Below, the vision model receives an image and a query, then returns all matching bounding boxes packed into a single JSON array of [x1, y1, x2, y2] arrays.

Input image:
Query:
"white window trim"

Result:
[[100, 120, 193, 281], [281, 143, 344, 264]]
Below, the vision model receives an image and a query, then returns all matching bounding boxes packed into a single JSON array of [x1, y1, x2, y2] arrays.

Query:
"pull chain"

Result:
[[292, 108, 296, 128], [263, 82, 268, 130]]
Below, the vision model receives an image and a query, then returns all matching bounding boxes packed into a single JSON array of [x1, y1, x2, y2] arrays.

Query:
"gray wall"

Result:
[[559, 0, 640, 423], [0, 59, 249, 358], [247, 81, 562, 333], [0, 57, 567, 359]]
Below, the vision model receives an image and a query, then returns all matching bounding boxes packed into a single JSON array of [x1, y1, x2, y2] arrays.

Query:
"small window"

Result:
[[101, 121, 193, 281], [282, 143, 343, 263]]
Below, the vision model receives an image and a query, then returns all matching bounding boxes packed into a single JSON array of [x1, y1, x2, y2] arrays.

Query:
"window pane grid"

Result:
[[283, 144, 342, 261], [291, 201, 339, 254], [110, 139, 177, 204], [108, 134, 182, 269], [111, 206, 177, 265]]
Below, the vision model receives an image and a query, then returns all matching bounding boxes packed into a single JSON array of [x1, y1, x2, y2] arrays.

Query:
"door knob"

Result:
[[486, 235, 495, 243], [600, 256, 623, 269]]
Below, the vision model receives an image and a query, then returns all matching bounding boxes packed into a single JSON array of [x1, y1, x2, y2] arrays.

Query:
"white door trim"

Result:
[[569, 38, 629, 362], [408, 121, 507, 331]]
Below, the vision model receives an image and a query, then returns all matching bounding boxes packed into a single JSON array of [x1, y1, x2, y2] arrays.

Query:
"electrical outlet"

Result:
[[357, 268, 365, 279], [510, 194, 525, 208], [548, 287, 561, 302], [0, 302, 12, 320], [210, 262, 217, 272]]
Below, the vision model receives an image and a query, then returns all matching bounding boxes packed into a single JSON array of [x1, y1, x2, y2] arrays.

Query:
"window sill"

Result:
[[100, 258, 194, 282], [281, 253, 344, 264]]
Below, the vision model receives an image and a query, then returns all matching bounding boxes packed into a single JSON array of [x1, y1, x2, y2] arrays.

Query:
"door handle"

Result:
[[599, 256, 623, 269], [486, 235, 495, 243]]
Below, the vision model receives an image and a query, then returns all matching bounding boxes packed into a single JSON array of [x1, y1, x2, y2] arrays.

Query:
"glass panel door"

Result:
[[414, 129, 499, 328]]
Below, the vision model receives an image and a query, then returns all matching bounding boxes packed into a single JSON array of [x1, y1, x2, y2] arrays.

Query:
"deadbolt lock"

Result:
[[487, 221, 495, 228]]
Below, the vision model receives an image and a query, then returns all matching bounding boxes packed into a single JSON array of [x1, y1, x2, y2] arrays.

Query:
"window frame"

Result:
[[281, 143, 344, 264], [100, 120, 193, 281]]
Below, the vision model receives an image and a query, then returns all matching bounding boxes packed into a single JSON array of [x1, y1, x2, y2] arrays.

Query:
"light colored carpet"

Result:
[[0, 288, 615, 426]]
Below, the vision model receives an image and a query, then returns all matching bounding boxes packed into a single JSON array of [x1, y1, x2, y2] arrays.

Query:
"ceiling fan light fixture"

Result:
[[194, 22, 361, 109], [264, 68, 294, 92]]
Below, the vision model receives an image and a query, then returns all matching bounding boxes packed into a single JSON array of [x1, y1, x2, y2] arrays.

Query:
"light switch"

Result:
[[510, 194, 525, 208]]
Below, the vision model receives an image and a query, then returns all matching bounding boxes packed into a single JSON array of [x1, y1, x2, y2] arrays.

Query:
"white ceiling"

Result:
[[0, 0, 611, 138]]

------------------------------------------------------------------------

TO DO: Scan the data above; copy every line where "light" appears.

ANSWER SECTION:
"light colored carpet"
"ceiling fan light fixture"
"light switch"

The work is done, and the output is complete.